Format the records between the lines holding "If I wanted to draw a bounding box around the clear" and "[376,142,600,304]", inclusive, as a two-column CSV with the headers text and answer, one row per record. Put each field in double quotes and replace any line breaks with spaces.

-------- DATA EXTRACT --------

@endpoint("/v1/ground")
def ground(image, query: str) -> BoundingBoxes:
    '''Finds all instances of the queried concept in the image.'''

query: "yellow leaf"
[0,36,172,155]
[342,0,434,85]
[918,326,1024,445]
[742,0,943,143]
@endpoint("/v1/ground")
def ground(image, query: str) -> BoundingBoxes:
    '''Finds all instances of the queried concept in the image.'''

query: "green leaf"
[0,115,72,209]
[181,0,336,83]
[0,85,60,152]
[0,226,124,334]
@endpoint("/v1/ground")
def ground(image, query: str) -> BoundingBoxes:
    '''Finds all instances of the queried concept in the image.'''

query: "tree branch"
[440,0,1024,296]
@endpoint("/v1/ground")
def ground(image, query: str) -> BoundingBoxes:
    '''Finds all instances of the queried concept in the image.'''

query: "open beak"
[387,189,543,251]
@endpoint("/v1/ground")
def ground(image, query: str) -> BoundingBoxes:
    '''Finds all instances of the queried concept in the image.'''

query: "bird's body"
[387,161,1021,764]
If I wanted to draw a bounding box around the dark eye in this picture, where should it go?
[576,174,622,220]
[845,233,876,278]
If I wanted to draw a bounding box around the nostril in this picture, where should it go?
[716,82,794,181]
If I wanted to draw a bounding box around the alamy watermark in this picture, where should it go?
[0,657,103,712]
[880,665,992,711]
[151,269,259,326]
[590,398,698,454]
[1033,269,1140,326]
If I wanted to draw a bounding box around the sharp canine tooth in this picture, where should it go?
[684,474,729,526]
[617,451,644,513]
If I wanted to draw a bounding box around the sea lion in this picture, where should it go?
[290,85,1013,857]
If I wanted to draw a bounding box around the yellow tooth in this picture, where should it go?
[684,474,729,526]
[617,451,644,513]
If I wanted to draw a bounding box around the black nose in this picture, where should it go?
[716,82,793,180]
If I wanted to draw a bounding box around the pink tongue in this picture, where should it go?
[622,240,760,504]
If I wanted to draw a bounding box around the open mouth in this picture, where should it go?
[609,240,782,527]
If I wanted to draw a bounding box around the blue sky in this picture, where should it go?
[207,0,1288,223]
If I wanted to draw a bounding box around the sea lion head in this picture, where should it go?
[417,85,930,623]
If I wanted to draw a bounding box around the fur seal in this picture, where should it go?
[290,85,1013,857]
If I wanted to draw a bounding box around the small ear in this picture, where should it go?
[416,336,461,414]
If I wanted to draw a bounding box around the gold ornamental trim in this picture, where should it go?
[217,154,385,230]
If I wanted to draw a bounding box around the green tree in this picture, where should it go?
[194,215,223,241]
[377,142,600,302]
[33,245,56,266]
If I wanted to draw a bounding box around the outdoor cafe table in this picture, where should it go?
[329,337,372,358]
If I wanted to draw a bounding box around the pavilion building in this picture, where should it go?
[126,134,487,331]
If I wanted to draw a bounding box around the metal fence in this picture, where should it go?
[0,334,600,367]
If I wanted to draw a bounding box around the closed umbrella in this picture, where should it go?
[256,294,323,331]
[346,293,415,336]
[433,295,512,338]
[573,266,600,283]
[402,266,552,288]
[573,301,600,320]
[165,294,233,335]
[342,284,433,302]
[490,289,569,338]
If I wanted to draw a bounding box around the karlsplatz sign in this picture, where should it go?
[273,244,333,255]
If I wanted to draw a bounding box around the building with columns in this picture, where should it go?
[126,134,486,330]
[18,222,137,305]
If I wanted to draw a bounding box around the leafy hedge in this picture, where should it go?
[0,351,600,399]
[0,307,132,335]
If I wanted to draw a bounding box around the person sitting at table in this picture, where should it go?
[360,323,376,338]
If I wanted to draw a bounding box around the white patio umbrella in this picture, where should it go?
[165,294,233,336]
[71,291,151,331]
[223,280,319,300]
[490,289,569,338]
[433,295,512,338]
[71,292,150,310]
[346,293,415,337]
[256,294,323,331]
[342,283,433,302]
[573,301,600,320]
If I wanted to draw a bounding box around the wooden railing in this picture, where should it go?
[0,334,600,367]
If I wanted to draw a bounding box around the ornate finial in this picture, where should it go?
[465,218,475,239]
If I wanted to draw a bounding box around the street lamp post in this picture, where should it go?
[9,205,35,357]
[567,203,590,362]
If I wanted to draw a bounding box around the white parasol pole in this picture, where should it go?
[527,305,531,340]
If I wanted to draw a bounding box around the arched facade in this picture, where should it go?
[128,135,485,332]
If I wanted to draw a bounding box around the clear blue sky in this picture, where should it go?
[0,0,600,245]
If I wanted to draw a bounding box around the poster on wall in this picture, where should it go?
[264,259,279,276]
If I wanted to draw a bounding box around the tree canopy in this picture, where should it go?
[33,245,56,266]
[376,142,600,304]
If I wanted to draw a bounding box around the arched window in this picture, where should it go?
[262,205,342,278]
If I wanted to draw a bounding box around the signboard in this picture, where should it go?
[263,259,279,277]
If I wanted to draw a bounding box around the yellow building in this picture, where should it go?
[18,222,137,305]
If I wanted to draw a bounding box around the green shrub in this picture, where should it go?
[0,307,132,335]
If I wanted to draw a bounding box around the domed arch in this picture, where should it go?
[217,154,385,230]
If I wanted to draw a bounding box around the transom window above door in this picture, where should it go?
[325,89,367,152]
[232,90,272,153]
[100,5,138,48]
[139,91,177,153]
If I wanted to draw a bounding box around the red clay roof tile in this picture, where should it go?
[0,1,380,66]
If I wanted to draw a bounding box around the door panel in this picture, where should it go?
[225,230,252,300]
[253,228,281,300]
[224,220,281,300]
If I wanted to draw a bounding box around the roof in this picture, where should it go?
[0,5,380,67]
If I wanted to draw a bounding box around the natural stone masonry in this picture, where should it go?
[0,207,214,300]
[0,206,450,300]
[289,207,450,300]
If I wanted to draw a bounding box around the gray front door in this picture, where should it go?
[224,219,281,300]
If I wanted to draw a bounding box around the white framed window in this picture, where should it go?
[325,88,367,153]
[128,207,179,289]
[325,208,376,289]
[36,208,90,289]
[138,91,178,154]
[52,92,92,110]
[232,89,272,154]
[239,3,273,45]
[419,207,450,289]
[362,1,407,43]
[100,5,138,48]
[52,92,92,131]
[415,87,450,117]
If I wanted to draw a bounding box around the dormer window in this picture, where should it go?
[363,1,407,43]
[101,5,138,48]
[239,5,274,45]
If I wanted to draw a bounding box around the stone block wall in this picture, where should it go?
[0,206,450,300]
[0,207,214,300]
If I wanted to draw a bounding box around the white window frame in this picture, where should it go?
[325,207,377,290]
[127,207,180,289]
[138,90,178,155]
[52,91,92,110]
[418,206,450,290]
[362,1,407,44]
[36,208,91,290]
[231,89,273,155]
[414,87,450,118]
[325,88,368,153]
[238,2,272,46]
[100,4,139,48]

--------

ANSWER FOR THE TASK:
text,answer
"If I wanted to draw a bounding box around the clear blue sky in this picture, where should it go?","[0,0,600,245]"
"If I wanted to draw a bounding box around the poster on wall in this picture, where should it go?","[264,259,279,276]"
"If I wanted to draw a bounding box around the tree canopy in this picture, where should it go?","[33,245,56,266] [376,142,600,304]"